BIM37060 - Wholly & exclusively: how to establish purpose: purpose is a question of fact
The expenditure must be incurred for the purpose of earning the profits
The meaning of ‘
for the purposes of the trade ’
is considered in several cases. Two important ones of which are
Smith’s Potato Estates Ltd v Bolland [1948] 30TC267 and
Rushden Heel Co Ltd v Keene [1948] 30TC298.
Smith’s Potato Estates Ltd incurred legal and
accountancy expenses in connection with a successful Excess Profits
Tax appeal. The company contended that the purpose of the appeal
was to retain the services of a manager. The company’s claim
to deduct the costs was denied. Lord Porter considered the meaning
of the words ‘
wholly and exclusively laid out for the
purposes of the trade ’.
At the top of page 288 Lord Porter referred to the decision
in Strong & Co of Romsey [1906] 5TC215 (see
BIM37300), quoted Lord Davy’s
dictum (‘
those words…appear to me to mean for the
purpose of enabling a person to carry on and earn profits in the
trade’); and explained that Strong & Co of Romsey
was the starting point for deducing the principles at stake in
Smith’s Potato Estates. Lord Porter explained that the costs
incurred by Smith’s Potato Estates were not allowable because
they were not incurred to earn the profits of the trade but were
incurred for the purpose of ascertaining the quantum for
assessment. It does not matter that the tax in question is only
imposed on traders, the expenditure incurred was not an expense of
earning those profits, 30TC at the foot of page 289 and at the top
of page 290:
…it is said that…Excess Profits Tax differs inasmuch as it is imposed on a trader only and therefore the cost of ascertaining it is part of the trade. I do not accept this contention. It is true that a trader only is liable to pay it, but it is not payable by him as a trader. He pays as an individual, like any other individual, tax on the sum which he has earned as a trader.
Rushden Heel Co Ltd v Keene [1948] 30TC298 was also concerned with the costs of appeals against Excess Profits Tax. The Master of the Rolls, Lord Greene, explained the decision in Strong & Co of Romsey, 30TC towards the foot of page 316:
I find, however, in Strong and Company’s case what appears to me to be a clear answer to the present appeal. It is, I think, a matter not of dictum but of decision in that case that an expense is not deductible if it falls on a trader in some other character other than that of trader. This was the ground of the opinion of Lord Loreburn, LC, with which Lords Macnachten and Atkinson agreed.
This is the so-called ‘capacity’ test concerning
which there is more guidance at BIM37300.

• _DATA RECORDS_:
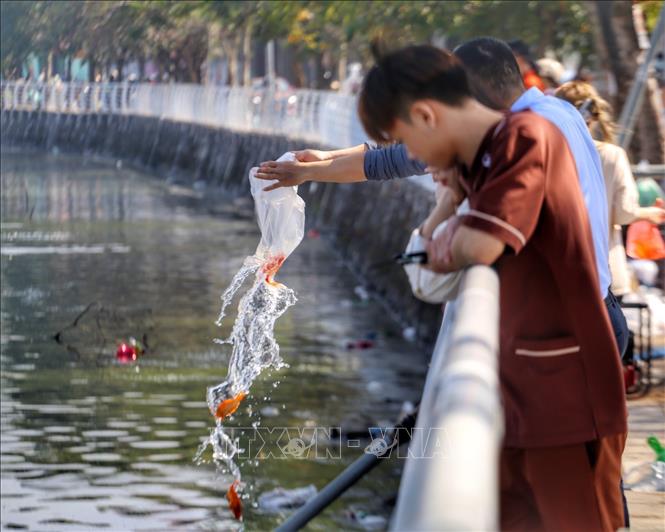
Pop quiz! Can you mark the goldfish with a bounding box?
[215,392,247,419]
[226,480,242,520]
[261,255,286,285]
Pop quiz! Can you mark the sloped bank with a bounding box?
[1,111,441,342]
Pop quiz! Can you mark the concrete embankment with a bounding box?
[1,111,441,342]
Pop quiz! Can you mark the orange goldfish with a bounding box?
[215,392,247,419]
[261,255,286,285]
[226,480,242,520]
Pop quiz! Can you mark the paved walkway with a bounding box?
[623,359,665,532]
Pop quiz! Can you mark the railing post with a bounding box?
[391,266,503,531]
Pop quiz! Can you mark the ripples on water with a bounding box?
[0,150,426,530]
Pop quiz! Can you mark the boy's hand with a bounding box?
[293,149,332,163]
[428,166,466,205]
[425,216,460,273]
[256,159,309,192]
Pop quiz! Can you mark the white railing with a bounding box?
[391,266,503,531]
[0,82,366,147]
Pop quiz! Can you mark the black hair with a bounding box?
[358,45,472,142]
[454,37,524,110]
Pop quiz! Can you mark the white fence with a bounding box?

• _TASK SET_:
A - According to the tax guidance extract, what costs did Smith's Potato Estates Ltd incur?
B - Echo the records from the line containing "Pop quiz! Can you mark the ripples" through the final line of the records, including both of those lines.
The text and the records were drawn from separate, unrelated sources.

• _IN RESPONSE_:
A - Legal and accountancy expenses in connection with a successful Excess Profits Tax appeal.

B -
Pop quiz! Can you mark the ripples on water with a bounding box?
[0,150,426,530]
Pop quiz! Can you mark the boy's hand with a bounding box?
[293,149,332,163]
[428,166,466,205]
[425,216,460,273]
[256,159,309,192]
Pop quiz! Can you mark the white railing with a bounding box?
[391,266,503,531]
[0,82,366,147]
Pop quiz! Can you mark the black hair with a bounding box?
[358,45,472,142]
[454,37,524,110]
Pop quiz! Can you mark the white fence with a bounding box?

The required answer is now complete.